Assigned task 1:
In the article on IBS and eating disorders, list every means that "thinspiration" is said to use to promote eating disorders and being thin.
Assigned task 2:
Pick up the article on IBS and eating disorders after its last sentence and carry it on in the same first-person voice.

Supplied passage:
---+---

The Wrong Way: The Relationship between IBS, Mental Health and Eating Disorders
*Warning: this article contains possible triggers*
I know that I am not alone when I say that sometimes IBS affects not only how my mind thinks, but also how it sees the world -and myself. I’ve written about body image before, but this article is different; this time, I’m tackling something a bit more disturbing: eating disorders.
Depression and IBS collide
I recently suffered a mental health episode wherein I relapsed into self harm and self medication. Though this episode did not necessarily feel different from others, it led to something that I have not truly indulged in since high school: anorexia. When body image and IBS collide, sometimes the only thing we think that we can do is forgo food altogether. We eat healthy, we feel terrible; we binge and feel terrible, so what is left? Defeated, depressed, and sick we desperately cling to something different that might make us feel better -feel thinner, less bloated, less uncomfortable. We count calories, drink water instead of meals, or stop eating entirely. We think we’ve found the answer – but we are wrong.
When eating disorders are trending
During this last episode, my loss of appetite was intense. I was down, I hated myself, and I focused all my negative energy on my body -my image, my fat, my skin, my thighs, my face… I knew that when I ate, I felt bloated, I felt uncomfortable, so I did what I thought was the only answer. I abstained. Ultimately, being an academic at heart, I decided to research methods of losing weight. I looked for thin women to follow on social media. I Googled different foods to eat that had the least amount of calories. And then, I discovered something that was so disturbing it had the power to help me come out of my self-deprecating depression. This thing that I found referred to itself as ‘thinspiration.’ It targeted, and was perpetuated by, mainly teenage boys and girls (usually the latter) and ultimately used memes, mantras, imagery, and catchy phrases to promote eating disorders and being “thin.”

---+---

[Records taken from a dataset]
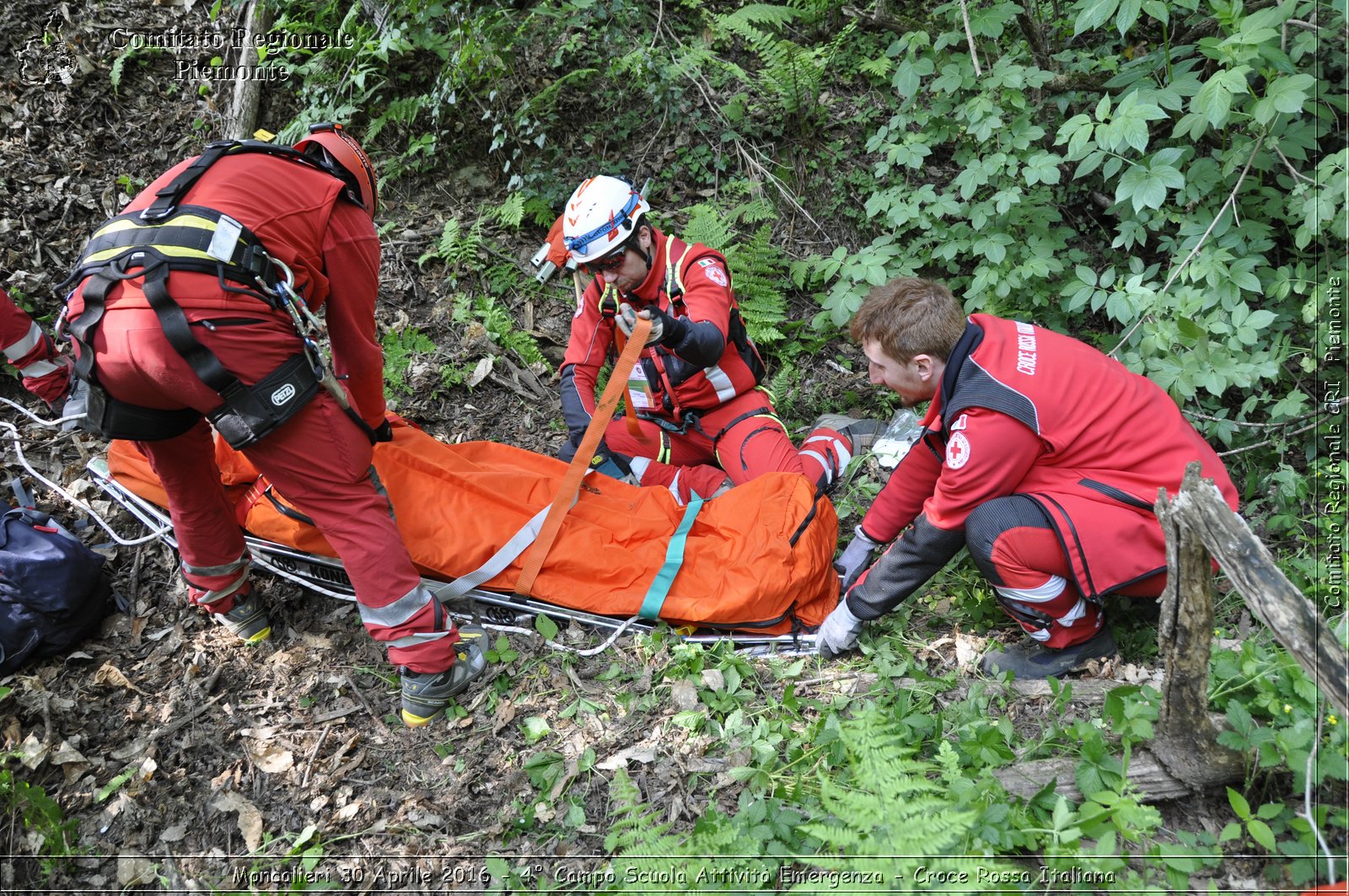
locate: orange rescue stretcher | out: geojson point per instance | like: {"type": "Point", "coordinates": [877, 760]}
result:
{"type": "Point", "coordinates": [753, 564]}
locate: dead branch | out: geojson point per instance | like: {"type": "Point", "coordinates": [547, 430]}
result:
{"type": "Point", "coordinates": [1290, 617]}
{"type": "Point", "coordinates": [243, 111]}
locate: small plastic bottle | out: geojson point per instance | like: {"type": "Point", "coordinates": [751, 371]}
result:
{"type": "Point", "coordinates": [899, 437]}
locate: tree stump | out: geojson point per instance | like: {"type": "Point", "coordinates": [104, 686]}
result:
{"type": "Point", "coordinates": [1185, 756]}
{"type": "Point", "coordinates": [243, 111]}
{"type": "Point", "coordinates": [1186, 741]}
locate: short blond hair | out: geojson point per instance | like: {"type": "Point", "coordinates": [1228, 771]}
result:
{"type": "Point", "coordinates": [910, 318]}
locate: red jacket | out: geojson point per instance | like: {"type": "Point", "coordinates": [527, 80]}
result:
{"type": "Point", "coordinates": [300, 217]}
{"type": "Point", "coordinates": [1031, 412]}
{"type": "Point", "coordinates": [707, 363]}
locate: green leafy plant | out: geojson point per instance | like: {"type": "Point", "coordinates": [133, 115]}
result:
{"type": "Point", "coordinates": [47, 833]}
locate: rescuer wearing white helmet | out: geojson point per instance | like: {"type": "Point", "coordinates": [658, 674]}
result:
{"type": "Point", "coordinates": [705, 421]}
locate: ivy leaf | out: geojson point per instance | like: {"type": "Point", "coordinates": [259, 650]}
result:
{"type": "Point", "coordinates": [1148, 186]}
{"type": "Point", "coordinates": [1239, 804]}
{"type": "Point", "coordinates": [1126, 15]}
{"type": "Point", "coordinates": [1093, 15]}
{"type": "Point", "coordinates": [1042, 168]}
{"type": "Point", "coordinates": [1131, 121]}
{"type": "Point", "coordinates": [546, 626]}
{"type": "Point", "coordinates": [1261, 833]}
{"type": "Point", "coordinates": [1120, 307]}
{"type": "Point", "coordinates": [993, 247]}
{"type": "Point", "coordinates": [1283, 94]}
{"type": "Point", "coordinates": [1214, 98]}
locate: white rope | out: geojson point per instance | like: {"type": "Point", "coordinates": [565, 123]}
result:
{"type": "Point", "coordinates": [40, 420]}
{"type": "Point", "coordinates": [512, 629]}
{"type": "Point", "coordinates": [555, 646]}
{"type": "Point", "coordinates": [71, 498]}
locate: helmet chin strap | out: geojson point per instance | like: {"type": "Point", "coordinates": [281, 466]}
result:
{"type": "Point", "coordinates": [637, 247]}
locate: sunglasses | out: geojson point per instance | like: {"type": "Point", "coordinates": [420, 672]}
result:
{"type": "Point", "coordinates": [606, 265]}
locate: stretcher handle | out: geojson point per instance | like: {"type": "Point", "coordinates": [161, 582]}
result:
{"type": "Point", "coordinates": [566, 496]}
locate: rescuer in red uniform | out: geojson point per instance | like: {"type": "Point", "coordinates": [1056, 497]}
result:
{"type": "Point", "coordinates": [44, 372]}
{"type": "Point", "coordinates": [1040, 455]}
{"type": "Point", "coordinates": [705, 422]}
{"type": "Point", "coordinates": [260, 209]}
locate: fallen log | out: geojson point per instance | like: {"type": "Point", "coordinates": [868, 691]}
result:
{"type": "Point", "coordinates": [1185, 757]}
{"type": "Point", "coordinates": [1292, 617]}
{"type": "Point", "coordinates": [243, 111]}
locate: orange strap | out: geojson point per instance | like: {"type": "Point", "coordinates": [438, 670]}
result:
{"type": "Point", "coordinates": [566, 496]}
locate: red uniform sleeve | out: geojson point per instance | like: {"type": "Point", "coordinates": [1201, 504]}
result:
{"type": "Point", "coordinates": [587, 348]}
{"type": "Point", "coordinates": [707, 294]}
{"type": "Point", "coordinates": [988, 455]}
{"type": "Point", "coordinates": [906, 491]}
{"type": "Point", "coordinates": [351, 262]}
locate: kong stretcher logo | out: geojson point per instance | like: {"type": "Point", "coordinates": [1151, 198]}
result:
{"type": "Point", "coordinates": [49, 57]}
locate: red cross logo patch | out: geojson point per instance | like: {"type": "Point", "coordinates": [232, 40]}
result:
{"type": "Point", "coordinates": [958, 451]}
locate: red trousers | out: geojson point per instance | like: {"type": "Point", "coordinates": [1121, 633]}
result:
{"type": "Point", "coordinates": [739, 440]}
{"type": "Point", "coordinates": [320, 460]}
{"type": "Point", "coordinates": [1015, 547]}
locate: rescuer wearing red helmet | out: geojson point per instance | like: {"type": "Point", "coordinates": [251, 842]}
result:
{"type": "Point", "coordinates": [172, 330]}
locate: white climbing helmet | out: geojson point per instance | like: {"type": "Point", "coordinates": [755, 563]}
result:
{"type": "Point", "coordinates": [600, 216]}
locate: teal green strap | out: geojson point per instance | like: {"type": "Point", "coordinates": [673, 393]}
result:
{"type": "Point", "coordinates": [656, 595]}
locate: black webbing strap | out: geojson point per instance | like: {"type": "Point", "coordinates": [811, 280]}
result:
{"type": "Point", "coordinates": [168, 199]}
{"type": "Point", "coordinates": [175, 323]}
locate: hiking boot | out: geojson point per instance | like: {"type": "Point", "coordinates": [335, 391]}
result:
{"type": "Point", "coordinates": [861, 433]}
{"type": "Point", "coordinates": [427, 694]}
{"type": "Point", "coordinates": [249, 619]}
{"type": "Point", "coordinates": [1031, 660]}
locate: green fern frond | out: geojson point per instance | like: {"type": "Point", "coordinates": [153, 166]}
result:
{"type": "Point", "coordinates": [401, 347]}
{"type": "Point", "coordinates": [707, 226]}
{"type": "Point", "coordinates": [888, 817]}
{"type": "Point", "coordinates": [742, 20]}
{"type": "Point", "coordinates": [510, 212]}
{"type": "Point", "coordinates": [648, 853]}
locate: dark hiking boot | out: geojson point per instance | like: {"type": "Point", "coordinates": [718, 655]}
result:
{"type": "Point", "coordinates": [1029, 660]}
{"type": "Point", "coordinates": [427, 694]}
{"type": "Point", "coordinates": [861, 433]}
{"type": "Point", "coordinates": [247, 620]}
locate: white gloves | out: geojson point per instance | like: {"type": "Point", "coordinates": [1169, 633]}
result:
{"type": "Point", "coordinates": [856, 557]}
{"type": "Point", "coordinates": [838, 632]}
{"type": "Point", "coordinates": [626, 321]}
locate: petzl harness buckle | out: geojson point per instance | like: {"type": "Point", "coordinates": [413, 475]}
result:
{"type": "Point", "coordinates": [250, 413]}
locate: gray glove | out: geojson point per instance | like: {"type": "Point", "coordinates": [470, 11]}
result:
{"type": "Point", "coordinates": [838, 632]}
{"type": "Point", "coordinates": [856, 557]}
{"type": "Point", "coordinates": [626, 321]}
{"type": "Point", "coordinates": [78, 404]}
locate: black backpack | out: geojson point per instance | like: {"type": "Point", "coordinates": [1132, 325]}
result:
{"type": "Point", "coordinates": [54, 591]}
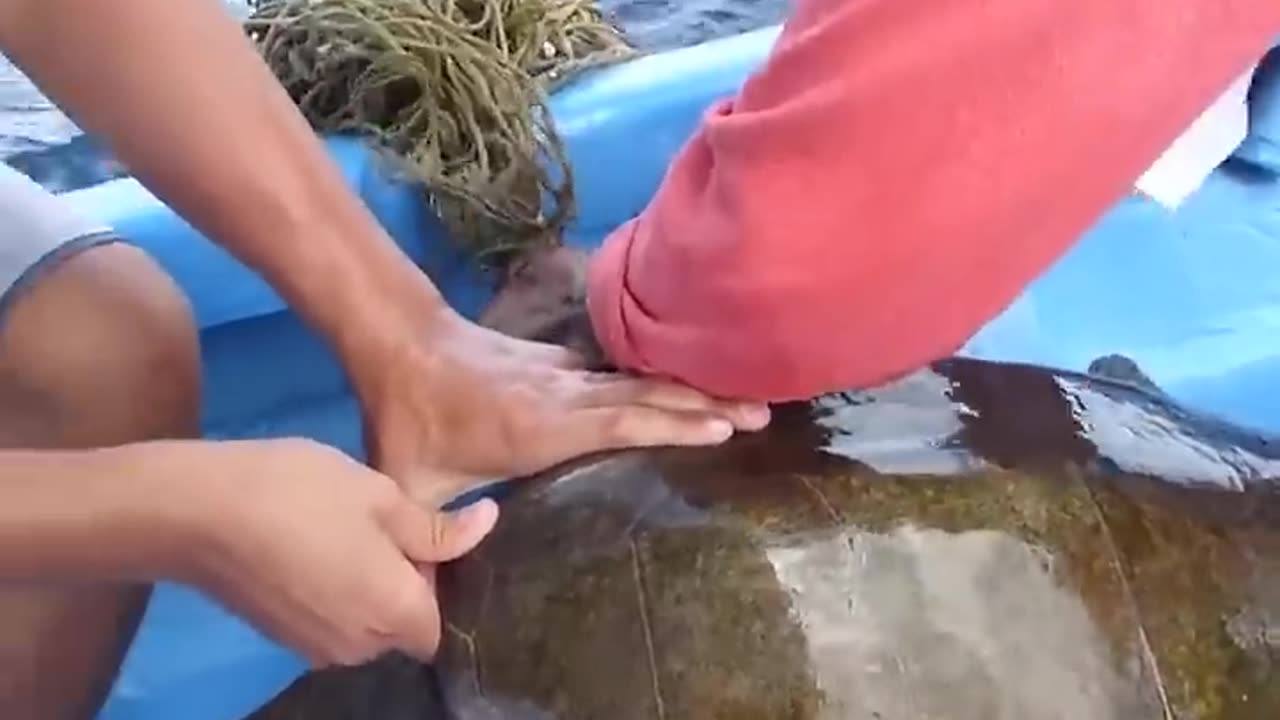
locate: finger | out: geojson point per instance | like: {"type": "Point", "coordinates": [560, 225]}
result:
{"type": "Point", "coordinates": [416, 623]}
{"type": "Point", "coordinates": [664, 395]}
{"type": "Point", "coordinates": [638, 425]}
{"type": "Point", "coordinates": [438, 537]}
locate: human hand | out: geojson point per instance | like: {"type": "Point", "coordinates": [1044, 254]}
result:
{"type": "Point", "coordinates": [316, 550]}
{"type": "Point", "coordinates": [467, 402]}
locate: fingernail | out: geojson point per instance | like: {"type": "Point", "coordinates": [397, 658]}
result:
{"type": "Point", "coordinates": [720, 431]}
{"type": "Point", "coordinates": [755, 417]}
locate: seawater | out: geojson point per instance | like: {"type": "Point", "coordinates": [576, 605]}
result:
{"type": "Point", "coordinates": [46, 145]}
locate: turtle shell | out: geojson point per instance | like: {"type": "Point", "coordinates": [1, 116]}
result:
{"type": "Point", "coordinates": [978, 541]}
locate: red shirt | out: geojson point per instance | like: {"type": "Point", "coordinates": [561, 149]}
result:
{"type": "Point", "coordinates": [895, 176]}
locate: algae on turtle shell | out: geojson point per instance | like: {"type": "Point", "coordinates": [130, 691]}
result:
{"type": "Point", "coordinates": [978, 541]}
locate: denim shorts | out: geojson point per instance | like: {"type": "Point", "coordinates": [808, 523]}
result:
{"type": "Point", "coordinates": [37, 231]}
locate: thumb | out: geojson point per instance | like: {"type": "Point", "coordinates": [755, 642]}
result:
{"type": "Point", "coordinates": [439, 537]}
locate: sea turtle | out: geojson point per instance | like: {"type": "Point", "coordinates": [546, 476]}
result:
{"type": "Point", "coordinates": [977, 541]}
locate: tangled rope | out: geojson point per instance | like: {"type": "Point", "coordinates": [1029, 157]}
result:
{"type": "Point", "coordinates": [456, 90]}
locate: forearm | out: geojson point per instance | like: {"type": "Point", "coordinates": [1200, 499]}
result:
{"type": "Point", "coordinates": [895, 174]}
{"type": "Point", "coordinates": [85, 515]}
{"type": "Point", "coordinates": [186, 103]}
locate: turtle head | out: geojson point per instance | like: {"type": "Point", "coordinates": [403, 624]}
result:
{"type": "Point", "coordinates": [542, 296]}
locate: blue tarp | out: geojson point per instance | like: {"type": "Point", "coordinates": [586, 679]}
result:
{"type": "Point", "coordinates": [1191, 295]}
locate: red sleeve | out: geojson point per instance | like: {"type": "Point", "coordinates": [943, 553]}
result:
{"type": "Point", "coordinates": [895, 176]}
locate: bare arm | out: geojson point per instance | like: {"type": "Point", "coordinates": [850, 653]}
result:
{"type": "Point", "coordinates": [178, 91]}
{"type": "Point", "coordinates": [85, 515]}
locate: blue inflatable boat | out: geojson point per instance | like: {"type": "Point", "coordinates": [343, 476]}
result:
{"type": "Point", "coordinates": [1193, 295]}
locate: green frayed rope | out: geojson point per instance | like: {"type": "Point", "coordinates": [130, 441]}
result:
{"type": "Point", "coordinates": [456, 90]}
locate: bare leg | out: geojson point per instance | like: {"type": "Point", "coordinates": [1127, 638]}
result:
{"type": "Point", "coordinates": [103, 350]}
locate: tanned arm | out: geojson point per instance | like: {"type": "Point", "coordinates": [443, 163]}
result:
{"type": "Point", "coordinates": [87, 514]}
{"type": "Point", "coordinates": [199, 118]}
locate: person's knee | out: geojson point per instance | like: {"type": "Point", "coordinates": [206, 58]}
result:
{"type": "Point", "coordinates": [105, 346]}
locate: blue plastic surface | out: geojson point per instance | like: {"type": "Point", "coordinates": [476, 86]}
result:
{"type": "Point", "coordinates": [1191, 296]}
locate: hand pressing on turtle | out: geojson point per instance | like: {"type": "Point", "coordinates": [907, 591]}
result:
{"type": "Point", "coordinates": [323, 554]}
{"type": "Point", "coordinates": [471, 402]}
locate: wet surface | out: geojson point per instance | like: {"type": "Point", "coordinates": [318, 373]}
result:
{"type": "Point", "coordinates": [979, 541]}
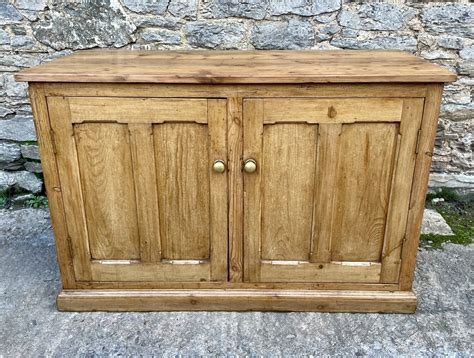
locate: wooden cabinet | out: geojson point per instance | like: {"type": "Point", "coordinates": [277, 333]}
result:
{"type": "Point", "coordinates": [236, 181]}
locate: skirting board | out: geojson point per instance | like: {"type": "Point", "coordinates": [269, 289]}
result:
{"type": "Point", "coordinates": [237, 300]}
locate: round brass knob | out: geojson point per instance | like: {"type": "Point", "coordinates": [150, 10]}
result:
{"type": "Point", "coordinates": [250, 165]}
{"type": "Point", "coordinates": [218, 166]}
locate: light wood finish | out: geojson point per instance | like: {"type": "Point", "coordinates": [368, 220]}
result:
{"type": "Point", "coordinates": [329, 221]}
{"type": "Point", "coordinates": [145, 110]}
{"type": "Point", "coordinates": [420, 184]}
{"type": "Point", "coordinates": [121, 66]}
{"type": "Point", "coordinates": [237, 300]}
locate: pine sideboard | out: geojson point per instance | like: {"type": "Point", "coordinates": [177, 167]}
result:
{"type": "Point", "coordinates": [236, 180]}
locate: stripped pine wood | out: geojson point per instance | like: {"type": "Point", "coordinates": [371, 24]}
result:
{"type": "Point", "coordinates": [107, 182]}
{"type": "Point", "coordinates": [328, 221]}
{"type": "Point", "coordinates": [288, 166]}
{"type": "Point", "coordinates": [144, 171]}
{"type": "Point", "coordinates": [69, 176]}
{"type": "Point", "coordinates": [252, 148]}
{"type": "Point", "coordinates": [365, 165]}
{"type": "Point", "coordinates": [218, 189]}
{"type": "Point", "coordinates": [234, 165]}
{"type": "Point", "coordinates": [337, 110]}
{"type": "Point", "coordinates": [145, 110]}
{"type": "Point", "coordinates": [237, 67]}
{"type": "Point", "coordinates": [53, 186]}
{"type": "Point", "coordinates": [420, 184]}
{"type": "Point", "coordinates": [182, 163]}
{"type": "Point", "coordinates": [400, 196]}
{"type": "Point", "coordinates": [237, 300]}
{"type": "Point", "coordinates": [324, 199]}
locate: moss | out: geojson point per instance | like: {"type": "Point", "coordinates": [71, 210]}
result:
{"type": "Point", "coordinates": [38, 201]}
{"type": "Point", "coordinates": [458, 212]}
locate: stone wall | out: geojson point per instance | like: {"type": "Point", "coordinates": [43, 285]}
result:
{"type": "Point", "coordinates": [34, 31]}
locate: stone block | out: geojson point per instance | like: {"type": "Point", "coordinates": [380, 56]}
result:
{"type": "Point", "coordinates": [215, 35]}
{"type": "Point", "coordinates": [294, 34]}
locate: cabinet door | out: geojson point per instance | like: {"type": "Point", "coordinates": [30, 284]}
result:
{"type": "Point", "coordinates": [141, 200]}
{"type": "Point", "coordinates": [329, 199]}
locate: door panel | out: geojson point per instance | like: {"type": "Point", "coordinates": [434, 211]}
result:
{"type": "Point", "coordinates": [364, 174]}
{"type": "Point", "coordinates": [330, 180]}
{"type": "Point", "coordinates": [183, 176]}
{"type": "Point", "coordinates": [140, 194]}
{"type": "Point", "coordinates": [288, 163]}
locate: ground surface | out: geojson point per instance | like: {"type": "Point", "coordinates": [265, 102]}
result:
{"type": "Point", "coordinates": [30, 325]}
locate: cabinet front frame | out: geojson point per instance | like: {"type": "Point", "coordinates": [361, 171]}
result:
{"type": "Point", "coordinates": [431, 92]}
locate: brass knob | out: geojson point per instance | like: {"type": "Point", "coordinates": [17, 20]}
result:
{"type": "Point", "coordinates": [250, 165]}
{"type": "Point", "coordinates": [218, 166]}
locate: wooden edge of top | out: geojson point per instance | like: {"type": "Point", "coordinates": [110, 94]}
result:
{"type": "Point", "coordinates": [33, 74]}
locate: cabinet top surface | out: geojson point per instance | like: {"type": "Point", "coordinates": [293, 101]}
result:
{"type": "Point", "coordinates": [227, 67]}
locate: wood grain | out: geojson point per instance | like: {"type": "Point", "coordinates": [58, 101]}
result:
{"type": "Point", "coordinates": [133, 110]}
{"type": "Point", "coordinates": [107, 182]}
{"type": "Point", "coordinates": [288, 166]}
{"type": "Point", "coordinates": [337, 110]}
{"type": "Point", "coordinates": [420, 185]}
{"type": "Point", "coordinates": [122, 66]}
{"type": "Point", "coordinates": [182, 163]}
{"type": "Point", "coordinates": [400, 192]}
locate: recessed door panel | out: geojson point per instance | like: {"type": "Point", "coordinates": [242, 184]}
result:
{"type": "Point", "coordinates": [330, 184]}
{"type": "Point", "coordinates": [141, 196]}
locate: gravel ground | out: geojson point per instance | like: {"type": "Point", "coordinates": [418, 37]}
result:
{"type": "Point", "coordinates": [30, 325]}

---+---

Final answer 1:
memes, mantras, imagery, catchy phrases

Final answer 2:
This discovery was difficult for me. I empathized. At first, I even indulged. I poured over images of dangerously thin women on social media and swooned over their protruding bones and lack of puffy, swelling, bloated stomachs. I read memes that suggested ridiculous eating habits and shouted slogans, such as “skip dinner, wake up thinner,” or “you don’t have to be the fat friend forever!” My indulgence, however, was short lived. I soon realized how disturbing this trend truly was -especially when I found the hashtag “pro Ana.” No, Ana is not a woman -it is short for pro-anorexia. Make no mistake, when I say ‘found’ I don’t mean it was difficult; on the contrary, these trends popped up everywhere. They were prominent, they were loud, and they were enticing. They did not require any work to ‘find.’
My journey back to the right way
These pro-ana and thinspiring trends had one positive affect: they helped me realize how wrong I’d been. Indulging in my mental state and juvenile dreams of being ‘skinny’ were not the answer to my IBS and cognitive health. This discovery helped me get back into trying to eat healthily and, most importantly, forced me to communicate with my partner. I told her about my recent discoveries. We conversed, intensely, about its disturbing aspects and how it originally drew me in. We talked about my IBS and how to truly get control over my body and mental health.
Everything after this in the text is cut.